─── GIVEN INFORMATION ───

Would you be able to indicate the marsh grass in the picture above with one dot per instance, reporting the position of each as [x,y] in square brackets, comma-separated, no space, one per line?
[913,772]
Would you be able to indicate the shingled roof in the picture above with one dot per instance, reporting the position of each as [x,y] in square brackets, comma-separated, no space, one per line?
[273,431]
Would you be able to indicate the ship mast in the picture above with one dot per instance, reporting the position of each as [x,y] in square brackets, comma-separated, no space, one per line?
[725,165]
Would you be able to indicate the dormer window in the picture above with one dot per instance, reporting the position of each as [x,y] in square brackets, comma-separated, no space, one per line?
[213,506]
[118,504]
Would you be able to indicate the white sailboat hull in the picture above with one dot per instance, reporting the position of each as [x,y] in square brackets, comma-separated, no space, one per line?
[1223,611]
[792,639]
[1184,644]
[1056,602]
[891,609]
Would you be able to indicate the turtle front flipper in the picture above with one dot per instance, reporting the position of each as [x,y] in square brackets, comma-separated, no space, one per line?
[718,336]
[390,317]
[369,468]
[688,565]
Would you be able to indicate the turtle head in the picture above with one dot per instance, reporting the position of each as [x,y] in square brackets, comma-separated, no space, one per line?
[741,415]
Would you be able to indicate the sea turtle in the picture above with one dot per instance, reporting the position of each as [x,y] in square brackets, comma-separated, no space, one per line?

───

**WRITTEN TASK**
Could you reproduce all of the lines above verbatim, from first to last?

**FULL RESPONSE**
Would you be able to indicate the marsh grass in the picture above with one dot per instance, reporting the position of each as [x,y] in square brackets, comma-separated, no space, one per line?
[913,772]
Would you be able to indicate the shingled roof in the picture above with one dot per instance, reporting the position of each as [x,y] in square brackets, comma-separated, no space, one per line?
[273,431]
Would you be able to indicate the ship mast in the picture above with one dot per instance, reporting the position of each as [x,y] in square brackets, comma-separated, no space, one per line?
[725,165]
Would you be able to indicate the dormer window in the picture above with one dot per instance, reporting the position of each as [x,y] in square brackets, comma-separated, no space, one per line?
[213,506]
[118,504]
Would you be able to indicate the white sailboat hull in the picture above with one dot per instance, reporting the position of each as [x,y] in square brackets, comma-separated, no space, one per line?
[1223,611]
[792,639]
[1184,644]
[1056,602]
[891,609]
Would you be able to indicate the turtle front flipper in the picture above with one dot per instance, reporting the position of each as [x,y] in square brackets, comma-separated, no space, one per line?
[718,336]
[390,317]
[369,468]
[688,565]
Would you be able to indicate the turtle head in the picture above with one dot per instance, reporting the position of each as [x,y] in square brackets, comma-separated, no space, one per line?
[741,415]
Would you be able to indicate the sea turtle in the picture above with one dot per instance, reporting the position of each as [x,y] in square brackets, comma-separated, no space, one per line?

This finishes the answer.